EXERCISE TASK: Extract each line of the data below that contains the string "wheel", and copy every such line in full.

## start

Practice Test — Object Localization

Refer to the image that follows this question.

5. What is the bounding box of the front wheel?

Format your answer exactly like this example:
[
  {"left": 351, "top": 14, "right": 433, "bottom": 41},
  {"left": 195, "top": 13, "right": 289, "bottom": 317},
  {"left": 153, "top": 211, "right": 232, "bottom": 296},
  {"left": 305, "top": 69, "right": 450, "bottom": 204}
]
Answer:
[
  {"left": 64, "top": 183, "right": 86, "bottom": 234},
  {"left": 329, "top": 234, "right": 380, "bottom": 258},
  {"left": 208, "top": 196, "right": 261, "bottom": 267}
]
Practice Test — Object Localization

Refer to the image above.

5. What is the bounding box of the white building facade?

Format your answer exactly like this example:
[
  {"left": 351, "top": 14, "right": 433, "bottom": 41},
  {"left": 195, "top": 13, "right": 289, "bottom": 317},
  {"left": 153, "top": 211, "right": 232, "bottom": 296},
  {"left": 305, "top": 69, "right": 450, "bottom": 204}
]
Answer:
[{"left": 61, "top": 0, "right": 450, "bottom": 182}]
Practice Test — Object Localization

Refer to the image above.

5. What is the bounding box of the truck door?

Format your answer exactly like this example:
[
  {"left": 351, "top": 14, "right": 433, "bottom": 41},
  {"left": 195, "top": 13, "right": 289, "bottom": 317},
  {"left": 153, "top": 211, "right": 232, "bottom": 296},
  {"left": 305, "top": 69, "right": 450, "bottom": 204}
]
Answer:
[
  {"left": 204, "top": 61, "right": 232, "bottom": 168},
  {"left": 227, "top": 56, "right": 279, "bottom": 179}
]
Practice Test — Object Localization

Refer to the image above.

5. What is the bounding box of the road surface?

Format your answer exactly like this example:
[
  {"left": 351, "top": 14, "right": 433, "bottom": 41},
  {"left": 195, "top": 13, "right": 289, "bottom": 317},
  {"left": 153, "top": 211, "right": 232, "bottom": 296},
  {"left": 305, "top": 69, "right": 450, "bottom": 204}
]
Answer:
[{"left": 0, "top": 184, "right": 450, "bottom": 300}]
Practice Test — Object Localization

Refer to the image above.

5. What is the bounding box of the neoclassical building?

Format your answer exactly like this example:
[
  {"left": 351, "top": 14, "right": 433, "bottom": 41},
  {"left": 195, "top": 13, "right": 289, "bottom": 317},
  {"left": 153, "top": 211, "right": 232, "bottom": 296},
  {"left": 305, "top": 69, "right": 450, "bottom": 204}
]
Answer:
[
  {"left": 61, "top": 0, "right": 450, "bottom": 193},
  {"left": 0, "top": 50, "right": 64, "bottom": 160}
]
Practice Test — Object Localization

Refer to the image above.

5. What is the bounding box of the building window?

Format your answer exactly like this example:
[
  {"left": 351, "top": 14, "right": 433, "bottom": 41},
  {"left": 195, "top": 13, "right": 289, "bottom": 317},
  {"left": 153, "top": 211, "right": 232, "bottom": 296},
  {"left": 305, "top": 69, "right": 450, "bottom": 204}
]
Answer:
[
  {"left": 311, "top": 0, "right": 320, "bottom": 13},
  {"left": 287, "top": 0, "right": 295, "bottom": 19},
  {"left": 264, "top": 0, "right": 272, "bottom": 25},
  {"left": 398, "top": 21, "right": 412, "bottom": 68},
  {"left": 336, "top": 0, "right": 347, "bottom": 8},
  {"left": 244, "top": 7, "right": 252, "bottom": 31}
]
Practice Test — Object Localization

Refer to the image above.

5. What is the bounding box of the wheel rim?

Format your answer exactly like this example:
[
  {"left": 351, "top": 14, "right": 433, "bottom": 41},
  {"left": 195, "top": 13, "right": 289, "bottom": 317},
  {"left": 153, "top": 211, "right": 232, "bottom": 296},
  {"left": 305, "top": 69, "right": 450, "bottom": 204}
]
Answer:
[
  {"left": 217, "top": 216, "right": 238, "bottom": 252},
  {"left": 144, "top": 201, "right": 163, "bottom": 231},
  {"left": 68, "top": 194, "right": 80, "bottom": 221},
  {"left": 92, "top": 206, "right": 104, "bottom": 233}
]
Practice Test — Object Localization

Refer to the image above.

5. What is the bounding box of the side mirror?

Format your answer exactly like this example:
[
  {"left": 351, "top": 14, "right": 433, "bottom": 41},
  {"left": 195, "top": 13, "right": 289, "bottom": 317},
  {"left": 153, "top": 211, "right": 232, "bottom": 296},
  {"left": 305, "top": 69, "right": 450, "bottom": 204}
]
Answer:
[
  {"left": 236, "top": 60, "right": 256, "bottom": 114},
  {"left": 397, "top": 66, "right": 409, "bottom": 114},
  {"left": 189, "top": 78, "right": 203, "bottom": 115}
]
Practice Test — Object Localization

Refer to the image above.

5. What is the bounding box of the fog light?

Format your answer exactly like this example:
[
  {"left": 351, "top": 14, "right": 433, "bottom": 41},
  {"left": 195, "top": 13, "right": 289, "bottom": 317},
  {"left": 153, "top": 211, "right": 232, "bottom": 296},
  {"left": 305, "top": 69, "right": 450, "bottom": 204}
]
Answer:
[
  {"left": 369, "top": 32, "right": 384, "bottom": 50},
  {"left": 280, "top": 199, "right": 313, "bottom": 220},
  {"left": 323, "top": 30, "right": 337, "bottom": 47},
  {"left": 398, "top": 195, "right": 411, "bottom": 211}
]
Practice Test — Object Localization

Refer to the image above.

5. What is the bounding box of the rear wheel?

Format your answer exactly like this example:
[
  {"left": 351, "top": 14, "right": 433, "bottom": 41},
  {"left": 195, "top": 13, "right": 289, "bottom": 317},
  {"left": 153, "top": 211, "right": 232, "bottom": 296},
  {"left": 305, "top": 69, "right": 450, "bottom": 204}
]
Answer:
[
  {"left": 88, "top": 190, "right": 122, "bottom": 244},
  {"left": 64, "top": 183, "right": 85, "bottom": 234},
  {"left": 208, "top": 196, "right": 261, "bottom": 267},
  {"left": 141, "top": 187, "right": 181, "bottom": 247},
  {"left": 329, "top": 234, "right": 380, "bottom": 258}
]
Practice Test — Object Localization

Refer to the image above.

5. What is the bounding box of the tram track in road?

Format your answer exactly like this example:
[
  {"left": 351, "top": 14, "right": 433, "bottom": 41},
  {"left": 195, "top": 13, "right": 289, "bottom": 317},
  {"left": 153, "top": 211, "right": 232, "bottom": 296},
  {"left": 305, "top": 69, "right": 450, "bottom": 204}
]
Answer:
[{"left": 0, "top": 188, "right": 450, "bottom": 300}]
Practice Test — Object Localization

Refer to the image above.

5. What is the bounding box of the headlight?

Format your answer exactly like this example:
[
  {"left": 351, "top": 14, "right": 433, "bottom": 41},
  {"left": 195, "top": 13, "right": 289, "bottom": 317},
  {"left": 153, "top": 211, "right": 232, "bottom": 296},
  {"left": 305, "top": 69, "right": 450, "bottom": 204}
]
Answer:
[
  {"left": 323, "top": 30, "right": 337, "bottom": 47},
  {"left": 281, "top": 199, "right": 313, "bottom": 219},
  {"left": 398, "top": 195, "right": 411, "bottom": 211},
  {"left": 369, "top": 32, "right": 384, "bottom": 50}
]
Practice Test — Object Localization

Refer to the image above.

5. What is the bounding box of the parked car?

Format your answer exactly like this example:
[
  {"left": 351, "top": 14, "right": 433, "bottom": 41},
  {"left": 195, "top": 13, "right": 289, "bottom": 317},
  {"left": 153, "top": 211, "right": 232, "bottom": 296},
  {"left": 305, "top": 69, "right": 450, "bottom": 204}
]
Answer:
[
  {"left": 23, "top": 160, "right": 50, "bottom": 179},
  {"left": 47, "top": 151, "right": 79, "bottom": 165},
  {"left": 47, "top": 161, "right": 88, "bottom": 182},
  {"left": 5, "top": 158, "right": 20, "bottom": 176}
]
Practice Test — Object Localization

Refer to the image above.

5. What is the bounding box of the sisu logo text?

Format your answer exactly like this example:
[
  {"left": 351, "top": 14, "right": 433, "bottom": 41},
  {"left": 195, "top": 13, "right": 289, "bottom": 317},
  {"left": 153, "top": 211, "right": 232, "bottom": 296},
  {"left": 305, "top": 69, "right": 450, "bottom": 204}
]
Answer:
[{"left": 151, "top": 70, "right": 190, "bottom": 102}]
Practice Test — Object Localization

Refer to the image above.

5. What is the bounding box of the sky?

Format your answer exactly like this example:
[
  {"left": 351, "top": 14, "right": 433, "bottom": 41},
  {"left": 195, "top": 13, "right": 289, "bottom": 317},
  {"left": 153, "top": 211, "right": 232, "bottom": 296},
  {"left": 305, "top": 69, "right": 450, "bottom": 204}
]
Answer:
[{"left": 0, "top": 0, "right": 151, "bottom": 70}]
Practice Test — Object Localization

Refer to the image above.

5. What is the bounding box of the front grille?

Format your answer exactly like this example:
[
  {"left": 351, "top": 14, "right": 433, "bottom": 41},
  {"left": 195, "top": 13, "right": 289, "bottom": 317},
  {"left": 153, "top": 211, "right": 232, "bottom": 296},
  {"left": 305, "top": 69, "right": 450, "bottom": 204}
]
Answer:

## end

WRITTEN REPLY:
5. What is the bounding box of the front wheel?
5. What is the bounding box of the wheel rim?
5. What is the bounding box of the rear wheel?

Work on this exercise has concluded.